[Dataset items]
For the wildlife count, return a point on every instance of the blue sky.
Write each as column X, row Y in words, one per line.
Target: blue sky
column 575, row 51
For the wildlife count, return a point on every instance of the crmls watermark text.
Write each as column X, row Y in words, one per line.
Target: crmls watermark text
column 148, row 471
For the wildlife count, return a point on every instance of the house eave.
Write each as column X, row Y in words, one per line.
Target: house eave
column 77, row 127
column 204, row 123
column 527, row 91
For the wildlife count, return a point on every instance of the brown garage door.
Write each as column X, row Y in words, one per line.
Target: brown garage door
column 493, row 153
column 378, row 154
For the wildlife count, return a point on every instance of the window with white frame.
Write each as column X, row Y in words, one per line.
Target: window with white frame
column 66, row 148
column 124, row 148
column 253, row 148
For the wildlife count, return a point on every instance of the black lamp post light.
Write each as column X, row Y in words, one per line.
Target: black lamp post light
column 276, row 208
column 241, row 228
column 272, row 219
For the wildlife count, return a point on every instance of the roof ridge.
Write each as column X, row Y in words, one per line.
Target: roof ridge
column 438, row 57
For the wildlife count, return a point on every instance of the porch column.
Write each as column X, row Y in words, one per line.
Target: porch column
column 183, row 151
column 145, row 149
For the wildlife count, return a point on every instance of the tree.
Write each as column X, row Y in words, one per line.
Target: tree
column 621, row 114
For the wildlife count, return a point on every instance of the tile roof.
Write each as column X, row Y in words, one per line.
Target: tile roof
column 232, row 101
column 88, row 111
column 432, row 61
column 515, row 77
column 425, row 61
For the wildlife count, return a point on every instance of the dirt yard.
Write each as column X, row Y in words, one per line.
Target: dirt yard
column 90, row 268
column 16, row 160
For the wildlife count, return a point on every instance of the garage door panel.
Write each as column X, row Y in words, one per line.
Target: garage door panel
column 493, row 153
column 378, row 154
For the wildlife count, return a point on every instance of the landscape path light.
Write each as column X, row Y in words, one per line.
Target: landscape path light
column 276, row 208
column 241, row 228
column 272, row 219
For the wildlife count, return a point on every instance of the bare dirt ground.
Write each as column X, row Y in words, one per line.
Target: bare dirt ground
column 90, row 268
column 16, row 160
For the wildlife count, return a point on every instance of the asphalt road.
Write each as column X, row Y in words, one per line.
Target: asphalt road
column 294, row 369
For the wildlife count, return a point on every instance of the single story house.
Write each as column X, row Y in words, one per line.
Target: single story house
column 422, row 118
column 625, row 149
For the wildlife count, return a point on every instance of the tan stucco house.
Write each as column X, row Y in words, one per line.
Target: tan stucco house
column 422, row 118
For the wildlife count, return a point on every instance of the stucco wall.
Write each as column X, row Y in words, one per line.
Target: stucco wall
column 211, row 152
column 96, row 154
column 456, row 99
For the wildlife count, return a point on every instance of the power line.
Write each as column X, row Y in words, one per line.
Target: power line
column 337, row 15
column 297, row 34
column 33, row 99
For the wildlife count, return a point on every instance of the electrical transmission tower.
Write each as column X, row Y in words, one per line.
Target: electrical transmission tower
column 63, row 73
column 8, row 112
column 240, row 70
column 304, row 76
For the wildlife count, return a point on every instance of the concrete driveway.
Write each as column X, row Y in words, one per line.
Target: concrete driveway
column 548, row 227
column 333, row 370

◆ **Task**: Reproduce the data exactly, altering nothing.

◆ **Task answer**:
For the wildlife count, return a point on every instance of the blue sky.
Write each as column X, row Y in words, one per line.
Target: blue sky
column 575, row 51
For the wildlife count, return a point on every instance of the crmls watermark text.
Write each as column X, row Y in words, one per line.
Target: crmls watermark text
column 148, row 471
For the wildlife count, return a point on every instance of the house eave.
Write each as column X, row Y in words, one per line.
Target: house eave
column 77, row 127
column 204, row 123
column 527, row 91
For the wildlife count, return a point on every instance of the brown garage door.
Write each as column X, row Y in words, one per line.
Target: brown garage door
column 493, row 153
column 378, row 154
For the wildlife count, return a point on every instance of the window with white frame.
Write each as column X, row Y in words, one per line.
Target: window with white frame
column 66, row 148
column 124, row 148
column 253, row 148
For the wildlife count, return a point on every instance of the black lamp post light.
Write each as column X, row Y in words, one per line.
Target: black lamp post light
column 276, row 208
column 241, row 228
column 272, row 219
For the wildlife count, return a point on every instance of the roof ridge.
Write each as column X, row Y in words, one per line.
Target: roof ridge
column 438, row 57
For the wildlife count, return a point on every instance of the porch column.
Write each as column X, row Y in words, one per line.
Target: porch column
column 183, row 151
column 145, row 149
For the wildlife count, return a point on every instance of the tree.
Write each as column X, row Y in words, one per line.
Target: tree
column 621, row 114
For the wildlife count, return a point on every instance of the tile roof.
Write each as column X, row Y in words, one per line.
Target: tile roof
column 232, row 101
column 88, row 111
column 432, row 61
column 515, row 77
column 425, row 61
For the wildlife count, return a point on every instance of the dirt yard.
Write each as column X, row Y in words, one per line.
Target: dirt yard
column 90, row 268
column 16, row 160
For the wildlife count, return a point on every instance of the garage door panel.
Write each as column X, row Y in words, one per line.
Target: garage door panel
column 493, row 153
column 378, row 154
For the wildlife count, return a point on every instance of the landscape path light.
Write each as column X, row Y in words, one per line.
Target: landscape path light
column 276, row 208
column 241, row 228
column 272, row 219
For the wildlife count, return a point on every instance of the bare dirt ground.
Write each as column X, row Y in words, one per line.
Target: bare dirt ground
column 90, row 268
column 16, row 160
For the wildlife count, return a point on every instance of the asphalt road.
Write each as column X, row Y in words, one per line.
Target: asphalt road
column 294, row 369
For the wildlife count, return a point on every instance of the single story house.
Write each as column X, row Y in words, one per line.
Target: single story house
column 422, row 118
column 625, row 149
For the wildlife count, return a point on every instance of the tan stucco house.
Write each as column X, row Y in words, one per line.
Target: tan stucco house
column 422, row 118
For the wildlife count, return a point on every instance of the stucco wall.
Write each as column X, row Y in words, one per line.
Target: stucco wall
column 211, row 152
column 96, row 154
column 456, row 99
For the wildlife count, return a point on every instance of the power line.
Write each as column X, row Y in words, one per line.
Target: power line
column 337, row 15
column 297, row 34
column 33, row 99
For the wildlife count, return a point on every instance of the electrical transmission tower.
Write each as column X, row Y in words, one per line.
Target: electrical transmission tower
column 63, row 73
column 8, row 112
column 240, row 70
column 304, row 76
For the wildlife count, return a point on every instance of the concrete driveway.
Write each as column X, row Y in words, one per line.
Target: concrete driveway
column 548, row 227
column 333, row 370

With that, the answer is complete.